**STATED EXERCISE**
Copy every item below with "Please annotate" replaced by "Draw a box around" and no other change. Leave the pictures out.

[Items from a data collection]

%%

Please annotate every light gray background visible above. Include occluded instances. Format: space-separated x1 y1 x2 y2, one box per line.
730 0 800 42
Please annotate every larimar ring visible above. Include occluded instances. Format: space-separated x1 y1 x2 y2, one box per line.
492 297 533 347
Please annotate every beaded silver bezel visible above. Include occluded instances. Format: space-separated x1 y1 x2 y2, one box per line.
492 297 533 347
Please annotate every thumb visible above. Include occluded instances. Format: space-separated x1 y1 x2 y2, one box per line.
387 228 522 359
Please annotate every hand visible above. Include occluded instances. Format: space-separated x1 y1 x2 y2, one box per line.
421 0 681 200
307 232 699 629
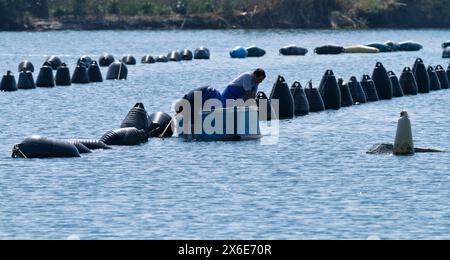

%%

**WRITTEN RESPONSE**
Draw a box around every light gray background visible above. Include occluded instances. Format: space-separated x1 y1 x2 y2, one box per line.
730 0 800 42
Draw a box around every larimar ring visible above. Include occluded instances. Format: space-separated x1 y1 x2 y2, one box per line.
492 297 533 347
Draw a box around every beaded silver bezel visible above. Include occluded instances. Format: space-separated x1 y1 x2 y2, one box per line.
492 297 533 347
Draw a box around every thumb visible above. Include occluded instances. Format: space-separated x1 y1 x2 y2, one box per line.
387 228 522 359
Draw a box around every hand visible above. Include occluded instances. Format: space-separated x1 y1 x2 y2, one box per line.
421 0 681 200
307 232 699 629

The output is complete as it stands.